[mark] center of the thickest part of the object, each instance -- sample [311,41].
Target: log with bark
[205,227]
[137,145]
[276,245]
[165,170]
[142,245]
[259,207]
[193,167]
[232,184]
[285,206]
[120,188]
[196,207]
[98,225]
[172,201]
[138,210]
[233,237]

YOUR OBJECTIVE: Reproduce, exactly, all the lines shown above.

THE ANSWER:
[mark] center of the thickest part of the object, each instance -- sample [311,41].
Target: log with bark
[205,227]
[137,145]
[276,245]
[165,170]
[142,245]
[259,207]
[193,167]
[232,184]
[285,206]
[120,188]
[196,207]
[98,225]
[172,201]
[138,210]
[233,237]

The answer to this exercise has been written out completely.